[Shape boundary entries]
§ §

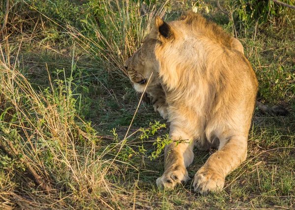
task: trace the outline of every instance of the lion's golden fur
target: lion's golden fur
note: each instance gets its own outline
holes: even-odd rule
[[[192,12],[168,23],[157,17],[125,65],[128,72],[143,72],[145,79],[148,72],[156,73],[153,81],[160,81],[168,105],[170,137],[187,142],[165,148],[165,172],[157,184],[173,188],[188,180],[186,167],[193,160],[194,145],[216,146],[193,185],[203,194],[221,189],[225,176],[246,159],[258,89],[240,43]]]

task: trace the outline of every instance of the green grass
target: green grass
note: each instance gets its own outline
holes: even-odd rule
[[[0,209],[295,208],[295,11],[246,25],[237,9],[231,20],[216,1],[205,1],[207,17],[234,33],[235,24],[259,100],[291,114],[256,112],[247,160],[224,190],[205,196],[191,180],[171,192],[157,188],[164,158],[151,157],[154,143],[169,124],[159,127],[155,120],[166,122],[142,102],[135,115],[140,97],[122,67],[164,2],[56,1],[13,4],[0,35]],[[221,6],[229,9],[229,2]],[[187,3],[174,2],[164,18],[180,15]],[[214,151],[195,150],[191,178]]]

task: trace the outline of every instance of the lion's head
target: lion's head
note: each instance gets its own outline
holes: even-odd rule
[[[159,84],[159,64],[154,53],[156,41],[147,36],[141,47],[125,62],[129,78],[138,92],[143,92],[150,77],[148,87]]]

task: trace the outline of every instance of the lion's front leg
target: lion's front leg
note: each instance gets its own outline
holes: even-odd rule
[[[180,140],[181,142],[177,146],[173,142],[165,148],[165,172],[157,179],[157,185],[161,188],[173,189],[177,184],[190,179],[186,167],[194,158],[193,138],[179,131],[170,131],[170,138],[174,140]]]
[[[195,191],[206,194],[220,191],[225,177],[245,161],[247,156],[246,136],[232,136],[220,140],[219,150],[212,154],[196,173]]]

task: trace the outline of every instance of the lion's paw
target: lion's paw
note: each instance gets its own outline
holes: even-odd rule
[[[173,190],[175,186],[190,179],[186,169],[165,172],[162,176],[157,179],[157,185],[161,189]]]
[[[212,169],[201,167],[195,175],[195,192],[206,195],[210,192],[221,191],[224,186],[225,177]]]

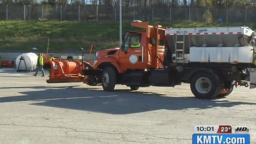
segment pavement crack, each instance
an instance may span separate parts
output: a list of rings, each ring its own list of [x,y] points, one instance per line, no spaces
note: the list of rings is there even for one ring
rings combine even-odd
[[[63,129],[71,130],[76,132],[78,131],[77,130],[73,128],[66,127],[63,126],[44,126],[44,125],[36,126],[36,125],[17,125],[17,124],[0,124],[0,125],[25,126],[25,127],[47,127],[47,128],[54,128],[54,129]]]

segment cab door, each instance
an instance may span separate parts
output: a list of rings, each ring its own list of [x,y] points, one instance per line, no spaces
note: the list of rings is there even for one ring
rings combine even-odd
[[[145,55],[147,54],[146,49],[146,37],[142,33],[127,33],[119,51],[119,62],[125,69],[141,69],[146,68]]]

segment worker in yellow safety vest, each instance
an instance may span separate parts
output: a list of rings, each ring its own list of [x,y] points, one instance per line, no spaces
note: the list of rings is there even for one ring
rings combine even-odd
[[[54,61],[54,57],[52,56],[52,53],[50,54],[50,56],[51,57],[50,58],[50,61]]]
[[[44,58],[43,57],[42,54],[38,54],[38,58],[37,58],[37,68],[36,70],[36,73],[33,75],[34,76],[36,76],[38,71],[41,70],[42,71],[42,76],[44,76],[44,70],[43,68],[44,66]]]

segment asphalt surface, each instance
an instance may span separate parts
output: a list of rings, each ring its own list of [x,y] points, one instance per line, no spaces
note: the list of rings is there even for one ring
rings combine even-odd
[[[256,89],[214,100],[188,84],[114,92],[0,68],[0,143],[192,143],[196,125],[250,129],[256,143]]]

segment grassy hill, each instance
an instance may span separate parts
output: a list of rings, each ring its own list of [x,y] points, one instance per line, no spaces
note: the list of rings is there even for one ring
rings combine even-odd
[[[255,28],[253,25],[244,23],[204,23],[194,22],[154,22],[151,24],[172,26],[173,27],[242,26]],[[138,30],[131,27],[130,21],[123,22],[123,32]],[[78,47],[93,51],[118,46],[119,22],[113,21],[0,21],[0,52],[46,52],[48,38],[49,52],[76,53]]]

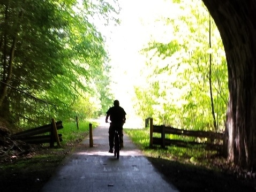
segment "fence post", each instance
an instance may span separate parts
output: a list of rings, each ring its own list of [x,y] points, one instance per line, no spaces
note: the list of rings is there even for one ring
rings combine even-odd
[[[52,127],[52,132],[54,133],[55,139],[56,140],[57,144],[58,147],[61,147],[61,143],[59,142],[59,136],[58,135],[58,132],[57,132],[56,123],[54,119],[51,119],[51,125]]]
[[[165,147],[165,127],[164,125],[162,125],[161,131],[161,139],[162,140],[162,147]]]
[[[92,124],[89,124],[89,138],[90,147],[93,147],[93,125]]]
[[[76,116],[76,120],[77,121],[77,128],[78,129],[79,129],[79,127],[78,126],[78,117]]]
[[[153,118],[149,119],[149,147],[153,147]]]

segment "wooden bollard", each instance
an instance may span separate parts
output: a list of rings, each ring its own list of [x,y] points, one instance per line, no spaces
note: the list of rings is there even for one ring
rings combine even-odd
[[[77,121],[77,128],[78,130],[79,129],[79,126],[78,126],[78,117],[76,117],[76,121]]]
[[[51,119],[51,125],[53,129],[53,134],[54,134],[55,139],[56,140],[57,144],[58,147],[61,147],[61,143],[59,142],[59,136],[58,136],[58,132],[57,132],[56,123],[55,122],[55,120],[53,118]]]
[[[149,119],[149,147],[153,147],[153,118]]]
[[[89,138],[90,142],[90,147],[93,147],[93,125],[89,124]]]

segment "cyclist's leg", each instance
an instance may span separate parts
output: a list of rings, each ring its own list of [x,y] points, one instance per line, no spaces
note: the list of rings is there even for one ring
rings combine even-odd
[[[121,131],[119,133],[119,138],[120,141],[120,147],[123,148],[124,147],[124,134],[123,133],[123,127]]]
[[[115,129],[113,126],[110,124],[109,129],[109,152],[112,152],[113,147],[114,147],[114,138],[115,137]]]

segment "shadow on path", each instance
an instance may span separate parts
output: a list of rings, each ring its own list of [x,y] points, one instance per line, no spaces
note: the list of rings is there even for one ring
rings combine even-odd
[[[177,191],[124,135],[119,160],[108,153],[108,127],[88,136],[57,168],[41,191]]]

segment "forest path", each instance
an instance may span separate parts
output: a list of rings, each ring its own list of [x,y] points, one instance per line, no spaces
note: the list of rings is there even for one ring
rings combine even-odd
[[[108,127],[93,130],[57,168],[41,191],[178,191],[126,134],[117,160],[108,152]]]

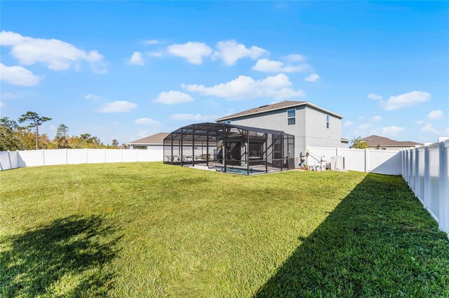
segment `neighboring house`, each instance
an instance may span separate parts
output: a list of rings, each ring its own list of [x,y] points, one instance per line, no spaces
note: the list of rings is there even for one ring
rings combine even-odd
[[[283,131],[295,136],[295,157],[307,147],[348,147],[342,139],[343,116],[308,101],[285,101],[217,119],[222,123]],[[297,162],[296,162],[297,163]]]
[[[375,134],[363,138],[361,141],[368,143],[370,149],[380,150],[396,150],[410,148],[410,147],[421,146],[420,143],[412,142],[410,141],[394,141],[384,136],[376,136]]]
[[[163,139],[168,134],[170,134],[168,132],[159,132],[152,136],[133,141],[127,145],[130,149],[160,150],[162,154],[163,150]]]

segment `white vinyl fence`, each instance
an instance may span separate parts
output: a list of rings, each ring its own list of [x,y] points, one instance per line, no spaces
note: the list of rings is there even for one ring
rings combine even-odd
[[[401,151],[402,177],[424,207],[449,233],[449,140]]]
[[[401,159],[399,151],[376,149],[349,149],[309,147],[307,164],[319,164],[321,159],[330,163],[334,156],[344,157],[344,169],[359,172],[373,172],[401,175]]]
[[[0,151],[0,171],[25,166],[104,162],[160,162],[162,150],[48,149]]]

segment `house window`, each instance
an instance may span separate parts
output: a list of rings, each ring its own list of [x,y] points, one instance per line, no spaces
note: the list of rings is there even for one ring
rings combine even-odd
[[[296,125],[296,110],[287,111],[287,125]]]

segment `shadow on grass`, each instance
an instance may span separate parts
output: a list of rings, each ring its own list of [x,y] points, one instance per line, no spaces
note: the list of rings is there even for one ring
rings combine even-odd
[[[70,216],[0,241],[0,296],[105,296],[119,237],[99,216]]]
[[[449,297],[449,241],[398,176],[370,173],[254,295]]]

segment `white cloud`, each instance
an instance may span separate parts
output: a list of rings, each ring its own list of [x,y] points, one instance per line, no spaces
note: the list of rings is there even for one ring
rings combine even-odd
[[[410,93],[390,97],[387,101],[383,103],[383,106],[387,111],[398,110],[408,106],[416,106],[429,99],[430,94],[422,91],[413,91]]]
[[[34,38],[12,31],[0,32],[0,45],[11,46],[11,55],[25,65],[41,63],[48,69],[61,71],[71,68],[78,69],[86,62],[98,73],[105,73],[103,56],[98,50],[88,52],[72,44],[58,39]]]
[[[288,55],[283,57],[283,59],[288,62],[302,62],[305,59],[304,56],[299,54]]]
[[[264,58],[258,59],[251,69],[267,73],[293,73],[303,71],[308,67],[308,65],[300,65],[297,66],[294,66],[290,64],[285,65],[280,61],[269,60]]]
[[[1,77],[1,76],[0,76]],[[19,97],[18,93],[14,92],[4,92],[0,94],[0,99],[15,99]]]
[[[318,80],[319,80],[319,78],[320,78],[320,76],[318,74],[312,73],[308,77],[307,77],[306,78],[304,78],[304,80],[306,80],[307,82],[316,82]]]
[[[380,99],[382,99],[382,95],[375,94],[374,93],[370,93],[366,97],[368,98],[369,98],[370,99],[374,99],[374,100],[380,100]]]
[[[404,130],[403,127],[391,125],[382,129],[382,134],[384,136],[394,136]]]
[[[354,122],[350,120],[344,121],[344,124],[343,125],[343,127],[350,127],[354,125]]]
[[[219,41],[217,43],[217,48],[218,50],[214,52],[213,57],[222,59],[227,65],[234,65],[237,60],[246,57],[255,60],[262,55],[269,52],[255,45],[248,48],[245,45],[237,43],[234,39]]]
[[[173,114],[170,118],[173,120],[194,120],[194,121],[206,121],[216,118],[215,115],[202,115],[202,114]]]
[[[134,52],[129,59],[130,64],[143,66],[145,65],[145,61],[143,59],[142,52]]]
[[[160,122],[151,118],[138,118],[134,121],[134,124],[138,125],[159,125]]]
[[[432,111],[427,115],[429,119],[441,119],[443,118],[443,111],[436,110]]]
[[[100,99],[100,97],[98,95],[91,94],[87,94],[86,96],[84,97],[84,98],[86,99],[93,99],[93,100]]]
[[[438,134],[440,132],[434,127],[434,125],[431,123],[426,123],[426,125],[421,129],[422,132],[431,132],[432,134]]]
[[[302,97],[306,94],[302,90],[294,90],[292,83],[283,73],[267,76],[261,80],[254,80],[246,76],[227,83],[206,87],[203,85],[185,85],[182,88],[202,95],[215,96],[229,100],[252,99],[257,97],[273,97],[281,100],[290,97]]]
[[[0,80],[11,85],[19,86],[34,86],[39,83],[42,77],[22,66],[7,66],[0,63]]]
[[[97,110],[100,113],[124,113],[130,112],[138,107],[138,105],[124,100],[108,102]]]
[[[153,102],[165,104],[176,104],[193,101],[193,97],[180,91],[163,91],[153,100]]]
[[[162,57],[162,53],[161,52],[145,52],[145,54],[149,57]]]
[[[358,125],[357,127],[357,129],[358,130],[362,130],[363,131],[363,130],[368,129],[368,128],[371,127],[372,126],[373,126],[373,125],[371,125],[371,123],[363,123],[363,124],[361,124],[361,125]]]
[[[144,41],[143,44],[145,45],[158,45],[161,43],[157,39],[149,39],[148,41]]]
[[[189,41],[182,45],[168,45],[167,52],[175,56],[185,58],[193,64],[201,64],[203,63],[203,57],[212,53],[212,49],[206,43]]]

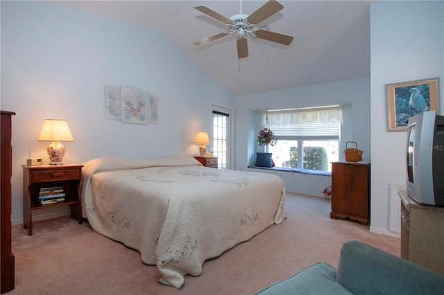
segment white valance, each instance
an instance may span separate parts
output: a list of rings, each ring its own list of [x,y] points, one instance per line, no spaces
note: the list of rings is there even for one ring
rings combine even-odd
[[[264,112],[264,125],[266,118]],[[341,120],[341,105],[268,111],[268,127],[280,138],[339,139]]]
[[[265,125],[267,113],[262,114],[262,122]],[[268,110],[270,126],[285,126],[300,124],[321,124],[342,120],[342,106],[308,107]]]

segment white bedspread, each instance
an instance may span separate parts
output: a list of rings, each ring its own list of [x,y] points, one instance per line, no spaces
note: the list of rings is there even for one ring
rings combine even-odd
[[[277,176],[191,157],[103,157],[84,163],[82,200],[94,231],[139,251],[160,283],[180,289],[205,260],[282,222],[285,188]]]

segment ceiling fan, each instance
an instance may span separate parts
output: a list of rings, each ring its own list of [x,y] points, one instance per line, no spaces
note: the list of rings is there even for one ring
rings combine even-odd
[[[242,2],[241,0],[240,13],[228,18],[205,6],[200,5],[196,6],[194,8],[200,12],[228,25],[229,30],[196,41],[193,44],[197,46],[201,46],[225,37],[231,33],[237,34],[237,56],[239,59],[248,56],[247,33],[257,38],[264,39],[284,45],[289,45],[293,41],[293,37],[256,27],[256,25],[278,12],[283,8],[284,6],[277,1],[268,0],[251,15],[246,15],[242,14]]]

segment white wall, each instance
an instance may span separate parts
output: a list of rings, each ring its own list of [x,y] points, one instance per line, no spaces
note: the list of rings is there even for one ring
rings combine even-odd
[[[444,91],[444,2],[370,6],[371,226],[388,229],[390,184],[405,184],[405,132],[387,132],[385,84],[440,77]]]
[[[45,118],[68,122],[74,141],[64,143],[65,163],[101,156],[191,156],[198,152],[197,132],[212,126],[211,103],[233,105],[230,92],[153,30],[47,2],[1,5],[1,107],[17,113],[14,224],[23,218],[21,165],[28,150],[48,163],[49,143],[37,141]],[[157,95],[159,124],[105,119],[105,84]],[[33,215],[40,213],[47,212]]]
[[[342,152],[345,142],[352,141],[364,151],[363,160],[370,161],[370,79],[361,78],[237,97],[236,169],[246,170],[254,163],[259,129],[255,123],[255,111],[336,104],[343,105],[340,159],[344,159]],[[330,177],[257,169],[254,171],[278,175],[285,181],[287,190],[306,195],[321,197],[322,190],[331,184]]]

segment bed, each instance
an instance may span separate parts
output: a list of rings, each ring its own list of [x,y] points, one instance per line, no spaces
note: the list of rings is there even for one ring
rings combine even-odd
[[[192,157],[101,157],[85,162],[83,215],[93,230],[157,265],[178,289],[220,256],[284,220],[275,175],[214,169]]]

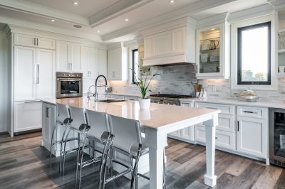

§ §

> **Task statement**
How many lines of the material contain the word "lion"? Give only the number.

> **Reply**
8